» **What needs to be done**
Gather every line in the listing below that contains the word "roof", and copy each of those lines in full.

» **Excerpted data**
((
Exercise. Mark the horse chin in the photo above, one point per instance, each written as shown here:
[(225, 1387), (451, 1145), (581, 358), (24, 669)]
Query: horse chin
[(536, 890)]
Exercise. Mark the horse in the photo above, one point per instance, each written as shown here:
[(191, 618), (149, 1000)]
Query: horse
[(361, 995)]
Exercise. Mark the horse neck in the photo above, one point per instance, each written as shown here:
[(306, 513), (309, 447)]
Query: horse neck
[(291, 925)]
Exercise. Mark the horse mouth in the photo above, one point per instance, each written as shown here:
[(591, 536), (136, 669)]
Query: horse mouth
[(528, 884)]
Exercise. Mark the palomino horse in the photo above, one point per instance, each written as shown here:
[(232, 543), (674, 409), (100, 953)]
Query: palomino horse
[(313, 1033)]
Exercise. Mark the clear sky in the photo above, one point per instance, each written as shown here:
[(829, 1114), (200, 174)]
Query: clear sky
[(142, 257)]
))
((
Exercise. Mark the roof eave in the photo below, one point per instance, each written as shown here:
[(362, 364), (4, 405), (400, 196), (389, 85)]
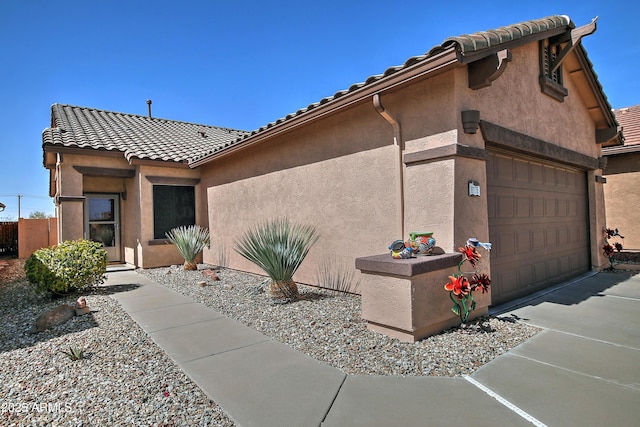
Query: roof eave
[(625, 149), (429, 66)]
))
» **Output for this exercise**
Exercise. Mark the roof eave in the photo below, one point per instance, each written as shown here:
Query: roof eave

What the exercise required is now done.